Image-grounded pointing data
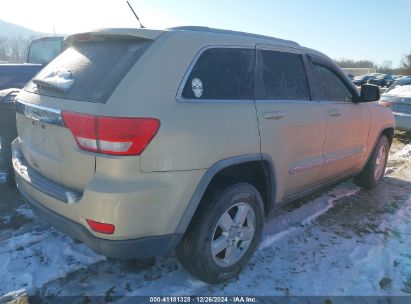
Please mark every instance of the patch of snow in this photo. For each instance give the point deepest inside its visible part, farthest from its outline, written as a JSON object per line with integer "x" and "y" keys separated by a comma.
{"x": 30, "y": 260}
{"x": 25, "y": 212}
{"x": 404, "y": 152}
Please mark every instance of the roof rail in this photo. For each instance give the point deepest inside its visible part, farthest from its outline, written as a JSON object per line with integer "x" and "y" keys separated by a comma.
{"x": 228, "y": 32}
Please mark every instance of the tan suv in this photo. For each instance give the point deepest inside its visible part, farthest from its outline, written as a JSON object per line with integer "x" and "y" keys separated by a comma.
{"x": 138, "y": 141}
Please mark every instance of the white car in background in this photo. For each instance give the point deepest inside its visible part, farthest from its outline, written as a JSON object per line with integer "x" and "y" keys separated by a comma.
{"x": 398, "y": 97}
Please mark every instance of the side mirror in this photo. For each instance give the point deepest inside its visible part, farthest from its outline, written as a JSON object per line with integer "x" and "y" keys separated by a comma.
{"x": 369, "y": 93}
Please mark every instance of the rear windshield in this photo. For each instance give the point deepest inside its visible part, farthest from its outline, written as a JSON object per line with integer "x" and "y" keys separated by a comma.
{"x": 88, "y": 71}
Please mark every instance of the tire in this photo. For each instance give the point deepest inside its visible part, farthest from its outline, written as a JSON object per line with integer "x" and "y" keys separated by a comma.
{"x": 373, "y": 172}
{"x": 210, "y": 226}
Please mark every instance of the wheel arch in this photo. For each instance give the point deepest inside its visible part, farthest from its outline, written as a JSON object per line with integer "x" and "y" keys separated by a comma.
{"x": 232, "y": 165}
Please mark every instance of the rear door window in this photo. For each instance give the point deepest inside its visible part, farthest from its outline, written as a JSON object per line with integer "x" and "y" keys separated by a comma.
{"x": 282, "y": 76}
{"x": 221, "y": 73}
{"x": 328, "y": 86}
{"x": 89, "y": 70}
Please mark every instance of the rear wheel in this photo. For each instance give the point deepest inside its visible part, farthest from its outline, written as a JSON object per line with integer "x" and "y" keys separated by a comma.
{"x": 224, "y": 234}
{"x": 373, "y": 172}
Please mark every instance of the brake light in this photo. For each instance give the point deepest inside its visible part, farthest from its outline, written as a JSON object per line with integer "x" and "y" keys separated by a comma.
{"x": 385, "y": 103}
{"x": 111, "y": 135}
{"x": 101, "y": 227}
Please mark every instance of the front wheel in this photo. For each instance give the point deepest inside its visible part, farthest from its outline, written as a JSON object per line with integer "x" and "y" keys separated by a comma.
{"x": 374, "y": 170}
{"x": 224, "y": 234}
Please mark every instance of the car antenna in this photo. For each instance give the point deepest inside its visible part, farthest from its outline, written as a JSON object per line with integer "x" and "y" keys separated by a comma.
{"x": 138, "y": 19}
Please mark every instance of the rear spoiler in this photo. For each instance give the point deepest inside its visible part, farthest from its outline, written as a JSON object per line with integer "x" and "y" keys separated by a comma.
{"x": 114, "y": 33}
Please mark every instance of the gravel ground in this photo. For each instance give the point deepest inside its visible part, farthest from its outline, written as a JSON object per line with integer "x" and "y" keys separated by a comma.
{"x": 343, "y": 241}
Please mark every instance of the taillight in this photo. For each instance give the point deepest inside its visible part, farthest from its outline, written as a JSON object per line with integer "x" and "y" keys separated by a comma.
{"x": 111, "y": 135}
{"x": 385, "y": 103}
{"x": 101, "y": 227}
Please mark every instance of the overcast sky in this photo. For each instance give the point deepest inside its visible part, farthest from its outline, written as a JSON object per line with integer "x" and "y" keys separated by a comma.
{"x": 376, "y": 30}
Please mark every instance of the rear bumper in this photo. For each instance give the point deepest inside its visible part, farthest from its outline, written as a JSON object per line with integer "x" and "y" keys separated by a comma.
{"x": 120, "y": 249}
{"x": 403, "y": 121}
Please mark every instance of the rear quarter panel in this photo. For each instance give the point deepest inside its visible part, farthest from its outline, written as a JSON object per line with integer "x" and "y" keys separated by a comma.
{"x": 381, "y": 119}
{"x": 192, "y": 135}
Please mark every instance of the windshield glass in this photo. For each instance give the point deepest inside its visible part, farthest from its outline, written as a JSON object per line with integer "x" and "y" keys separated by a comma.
{"x": 45, "y": 50}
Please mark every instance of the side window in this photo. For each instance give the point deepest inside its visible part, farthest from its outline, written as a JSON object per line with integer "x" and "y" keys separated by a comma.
{"x": 328, "y": 86}
{"x": 283, "y": 77}
{"x": 222, "y": 73}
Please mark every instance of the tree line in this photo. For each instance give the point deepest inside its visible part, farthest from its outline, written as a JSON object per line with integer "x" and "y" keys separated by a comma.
{"x": 385, "y": 67}
{"x": 14, "y": 49}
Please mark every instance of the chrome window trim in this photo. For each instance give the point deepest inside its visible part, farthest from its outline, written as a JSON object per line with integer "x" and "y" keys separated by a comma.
{"x": 179, "y": 97}
{"x": 39, "y": 113}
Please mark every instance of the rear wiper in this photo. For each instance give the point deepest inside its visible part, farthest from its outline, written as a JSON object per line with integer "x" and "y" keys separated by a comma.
{"x": 60, "y": 81}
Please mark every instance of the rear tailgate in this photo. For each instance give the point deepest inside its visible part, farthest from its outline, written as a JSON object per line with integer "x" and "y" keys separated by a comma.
{"x": 48, "y": 147}
{"x": 80, "y": 80}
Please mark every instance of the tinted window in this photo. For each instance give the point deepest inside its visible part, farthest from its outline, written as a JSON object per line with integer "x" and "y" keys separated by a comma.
{"x": 222, "y": 73}
{"x": 283, "y": 77}
{"x": 45, "y": 50}
{"x": 328, "y": 86}
{"x": 88, "y": 71}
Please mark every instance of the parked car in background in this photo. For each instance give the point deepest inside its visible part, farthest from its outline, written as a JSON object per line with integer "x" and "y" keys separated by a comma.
{"x": 398, "y": 97}
{"x": 136, "y": 154}
{"x": 40, "y": 53}
{"x": 350, "y": 76}
{"x": 363, "y": 79}
{"x": 382, "y": 80}
{"x": 12, "y": 78}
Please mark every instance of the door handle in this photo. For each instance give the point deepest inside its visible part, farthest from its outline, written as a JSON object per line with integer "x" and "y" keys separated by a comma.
{"x": 334, "y": 113}
{"x": 274, "y": 115}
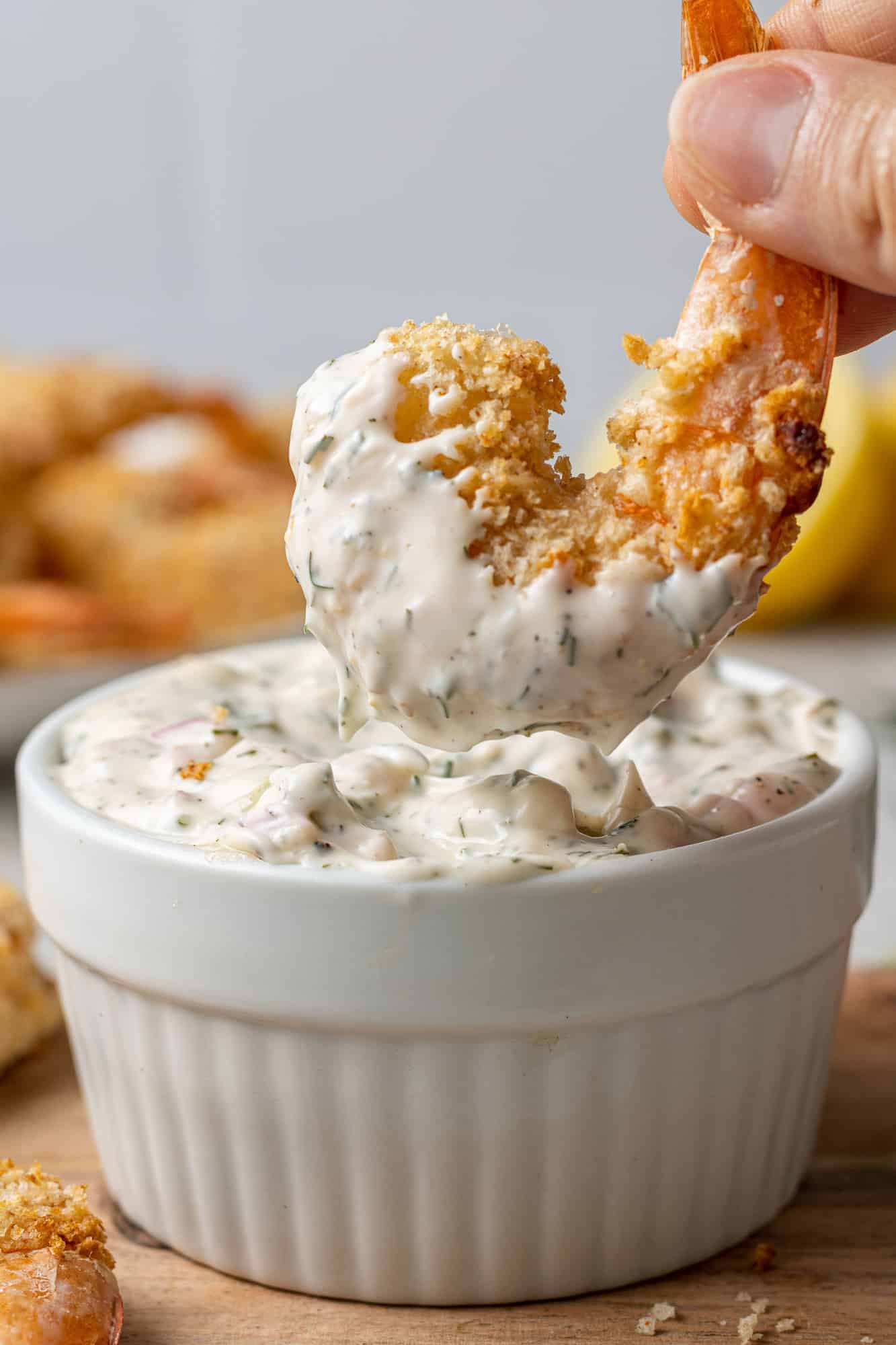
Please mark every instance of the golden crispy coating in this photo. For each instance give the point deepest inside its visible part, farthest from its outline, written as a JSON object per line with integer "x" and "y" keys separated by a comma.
{"x": 705, "y": 471}
{"x": 56, "y": 1270}
{"x": 29, "y": 1004}
{"x": 38, "y": 1211}
{"x": 716, "y": 458}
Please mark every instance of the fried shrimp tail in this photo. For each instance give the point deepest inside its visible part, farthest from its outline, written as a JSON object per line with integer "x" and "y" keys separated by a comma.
{"x": 57, "y": 1282}
{"x": 469, "y": 584}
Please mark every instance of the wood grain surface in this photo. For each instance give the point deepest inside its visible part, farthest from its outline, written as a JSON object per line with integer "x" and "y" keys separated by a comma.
{"x": 836, "y": 1246}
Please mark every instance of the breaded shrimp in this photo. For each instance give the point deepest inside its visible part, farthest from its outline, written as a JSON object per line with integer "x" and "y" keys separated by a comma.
{"x": 467, "y": 584}
{"x": 56, "y": 1272}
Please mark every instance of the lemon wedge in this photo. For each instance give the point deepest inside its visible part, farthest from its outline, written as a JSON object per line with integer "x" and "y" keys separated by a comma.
{"x": 873, "y": 590}
{"x": 845, "y": 524}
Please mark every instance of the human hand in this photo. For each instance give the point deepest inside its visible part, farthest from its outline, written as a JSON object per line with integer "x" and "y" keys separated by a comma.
{"x": 795, "y": 149}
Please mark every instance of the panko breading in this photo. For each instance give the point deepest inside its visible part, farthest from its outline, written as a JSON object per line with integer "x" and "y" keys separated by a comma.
{"x": 685, "y": 489}
{"x": 56, "y": 1270}
{"x": 29, "y": 1004}
{"x": 38, "y": 1211}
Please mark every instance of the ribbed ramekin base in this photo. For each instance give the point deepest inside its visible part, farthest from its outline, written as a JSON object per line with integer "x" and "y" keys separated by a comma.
{"x": 427, "y": 1169}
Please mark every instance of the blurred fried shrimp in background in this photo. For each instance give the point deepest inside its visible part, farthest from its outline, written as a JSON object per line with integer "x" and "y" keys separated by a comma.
{"x": 136, "y": 513}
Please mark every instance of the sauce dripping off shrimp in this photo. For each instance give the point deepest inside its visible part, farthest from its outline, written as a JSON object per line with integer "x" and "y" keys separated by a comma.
{"x": 469, "y": 586}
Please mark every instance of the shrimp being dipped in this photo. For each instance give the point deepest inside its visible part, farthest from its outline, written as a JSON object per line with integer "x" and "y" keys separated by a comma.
{"x": 469, "y": 586}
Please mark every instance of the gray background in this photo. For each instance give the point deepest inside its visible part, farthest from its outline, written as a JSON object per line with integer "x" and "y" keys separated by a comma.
{"x": 247, "y": 189}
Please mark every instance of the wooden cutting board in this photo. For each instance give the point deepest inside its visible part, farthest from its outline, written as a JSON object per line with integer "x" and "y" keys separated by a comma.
{"x": 836, "y": 1246}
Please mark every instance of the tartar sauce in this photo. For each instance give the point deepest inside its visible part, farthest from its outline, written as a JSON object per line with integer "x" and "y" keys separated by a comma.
{"x": 240, "y": 754}
{"x": 420, "y": 634}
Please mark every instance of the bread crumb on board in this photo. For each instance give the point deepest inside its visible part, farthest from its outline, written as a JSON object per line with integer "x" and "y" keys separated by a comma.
{"x": 747, "y": 1330}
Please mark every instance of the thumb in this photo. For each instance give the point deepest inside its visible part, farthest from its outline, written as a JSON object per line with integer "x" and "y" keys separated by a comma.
{"x": 797, "y": 151}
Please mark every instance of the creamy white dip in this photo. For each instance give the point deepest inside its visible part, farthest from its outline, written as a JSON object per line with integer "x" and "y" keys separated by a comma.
{"x": 240, "y": 754}
{"x": 420, "y": 634}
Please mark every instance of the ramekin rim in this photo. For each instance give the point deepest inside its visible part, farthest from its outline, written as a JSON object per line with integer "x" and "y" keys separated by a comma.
{"x": 856, "y": 775}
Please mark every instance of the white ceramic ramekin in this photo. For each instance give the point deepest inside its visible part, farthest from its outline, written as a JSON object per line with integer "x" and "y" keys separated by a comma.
{"x": 446, "y": 1094}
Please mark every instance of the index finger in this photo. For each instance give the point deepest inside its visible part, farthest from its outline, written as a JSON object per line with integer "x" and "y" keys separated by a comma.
{"x": 849, "y": 28}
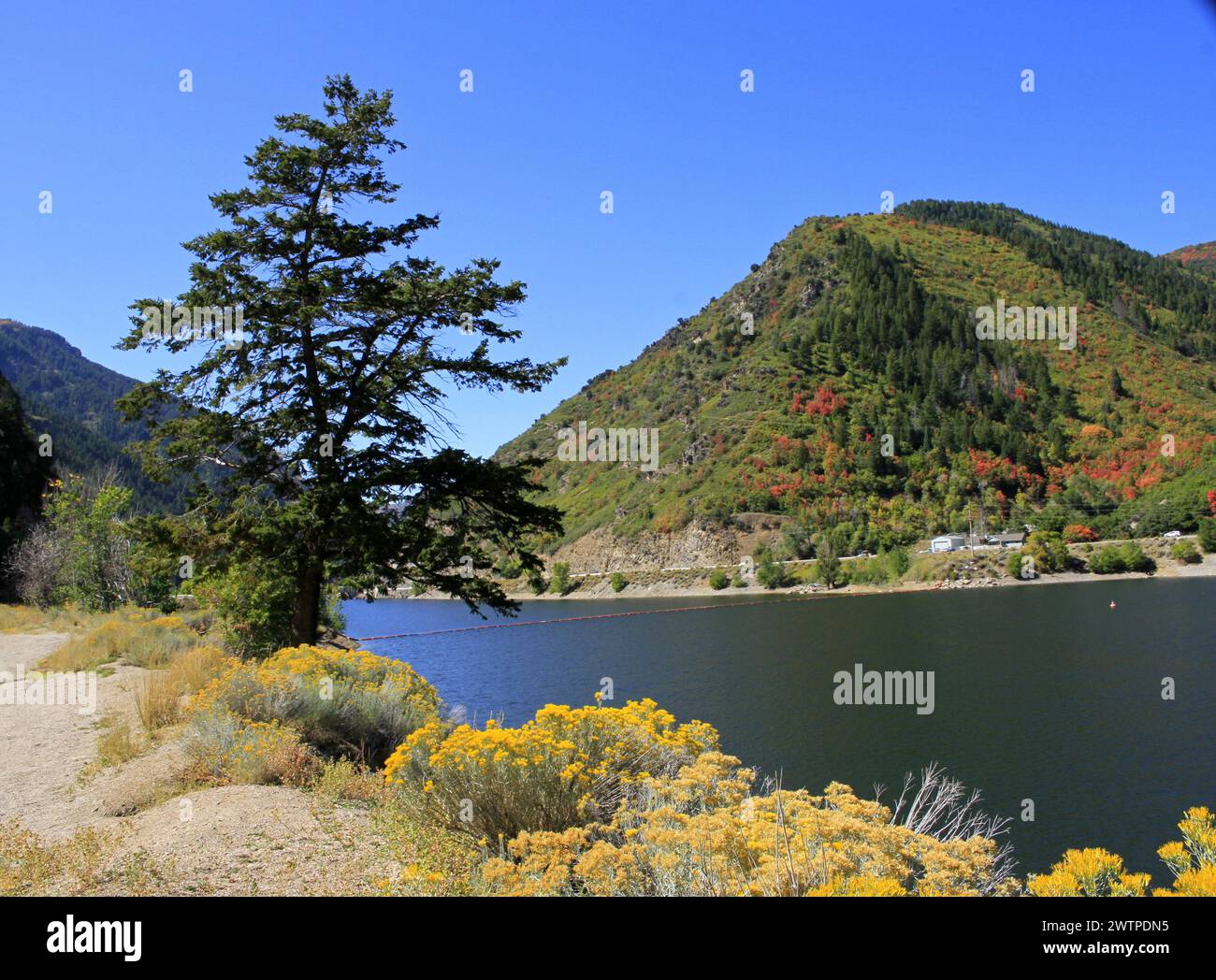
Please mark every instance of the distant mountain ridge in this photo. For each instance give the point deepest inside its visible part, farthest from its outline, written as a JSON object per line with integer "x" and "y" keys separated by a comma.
{"x": 72, "y": 397}
{"x": 842, "y": 383}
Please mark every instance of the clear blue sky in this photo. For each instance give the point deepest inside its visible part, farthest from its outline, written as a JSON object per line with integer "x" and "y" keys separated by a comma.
{"x": 850, "y": 98}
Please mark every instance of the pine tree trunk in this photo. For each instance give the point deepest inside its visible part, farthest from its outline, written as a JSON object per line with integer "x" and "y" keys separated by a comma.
{"x": 309, "y": 576}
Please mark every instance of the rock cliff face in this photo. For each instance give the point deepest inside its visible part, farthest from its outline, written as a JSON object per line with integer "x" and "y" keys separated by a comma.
{"x": 700, "y": 543}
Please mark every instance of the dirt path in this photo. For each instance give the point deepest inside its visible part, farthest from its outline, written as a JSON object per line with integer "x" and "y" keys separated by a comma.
{"x": 236, "y": 839}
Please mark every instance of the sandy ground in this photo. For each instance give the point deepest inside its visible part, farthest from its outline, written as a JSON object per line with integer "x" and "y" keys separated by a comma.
{"x": 234, "y": 841}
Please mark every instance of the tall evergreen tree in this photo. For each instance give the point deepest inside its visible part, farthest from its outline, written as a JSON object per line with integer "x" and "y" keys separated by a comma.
{"x": 23, "y": 476}
{"x": 328, "y": 420}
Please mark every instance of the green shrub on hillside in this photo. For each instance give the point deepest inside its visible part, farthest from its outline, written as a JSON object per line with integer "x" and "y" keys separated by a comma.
{"x": 771, "y": 574}
{"x": 1184, "y": 554}
{"x": 560, "y": 582}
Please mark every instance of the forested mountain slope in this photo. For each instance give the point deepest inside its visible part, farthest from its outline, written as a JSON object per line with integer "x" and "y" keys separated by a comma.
{"x": 842, "y": 382}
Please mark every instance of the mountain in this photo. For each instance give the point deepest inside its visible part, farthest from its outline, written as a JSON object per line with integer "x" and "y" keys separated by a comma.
{"x": 1202, "y": 257}
{"x": 843, "y": 383}
{"x": 23, "y": 472}
{"x": 72, "y": 397}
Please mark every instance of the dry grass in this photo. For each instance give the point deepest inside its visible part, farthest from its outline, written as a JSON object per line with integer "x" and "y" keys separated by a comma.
{"x": 195, "y": 667}
{"x": 117, "y": 743}
{"x": 81, "y": 865}
{"x": 27, "y": 619}
{"x": 158, "y": 698}
{"x": 345, "y": 781}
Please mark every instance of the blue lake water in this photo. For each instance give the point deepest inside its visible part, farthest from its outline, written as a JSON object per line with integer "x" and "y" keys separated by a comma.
{"x": 1041, "y": 692}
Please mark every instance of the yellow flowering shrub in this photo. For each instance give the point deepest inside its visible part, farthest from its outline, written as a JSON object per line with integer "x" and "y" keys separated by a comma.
{"x": 700, "y": 833}
{"x": 344, "y": 703}
{"x": 564, "y": 768}
{"x": 223, "y": 748}
{"x": 1091, "y": 872}
{"x": 1097, "y": 873}
{"x": 1192, "y": 859}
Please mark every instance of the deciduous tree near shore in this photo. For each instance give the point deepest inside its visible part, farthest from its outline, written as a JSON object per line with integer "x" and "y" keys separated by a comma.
{"x": 327, "y": 422}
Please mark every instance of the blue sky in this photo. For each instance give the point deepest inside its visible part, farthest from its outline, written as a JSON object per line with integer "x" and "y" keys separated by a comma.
{"x": 574, "y": 98}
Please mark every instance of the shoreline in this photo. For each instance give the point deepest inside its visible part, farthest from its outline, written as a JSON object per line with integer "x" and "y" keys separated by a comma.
{"x": 1171, "y": 570}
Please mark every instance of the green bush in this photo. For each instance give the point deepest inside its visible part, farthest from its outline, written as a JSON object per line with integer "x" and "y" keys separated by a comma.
{"x": 1184, "y": 552}
{"x": 254, "y": 603}
{"x": 1107, "y": 562}
{"x": 827, "y": 566}
{"x": 560, "y": 582}
{"x": 1117, "y": 558}
{"x": 773, "y": 574}
{"x": 1049, "y": 550}
{"x": 1135, "y": 559}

### The problem
Transcribe the records above exactly, but only from the line that contains "Please mark every instance of the blue sky" through their final line, inclusive.

### Response area
Please mark every instance of the blue sky in this photo. For each instance give the point deepest inside its visible part, farthest from its outline, written as a JSON object per line with integer "x" and "y" keys separated by a comma.
{"x": 574, "y": 98}
Please mark every instance of the shoreline in this photo. For each instance give the point deepest inside its visible part, farthest from its outline, written as a JSON object per line with integer "x" and "y" keys separated by a comma.
{"x": 1171, "y": 570}
Please mark every instance of the green bush in this photo. For each instance give the point deepest inside its visible part, farthest from its outline, written as a JSON object per line with integer "x" and "y" keys separated by a comma.
{"x": 1184, "y": 552}
{"x": 254, "y": 603}
{"x": 1107, "y": 562}
{"x": 827, "y": 566}
{"x": 560, "y": 582}
{"x": 1117, "y": 558}
{"x": 773, "y": 574}
{"x": 1049, "y": 550}
{"x": 1135, "y": 559}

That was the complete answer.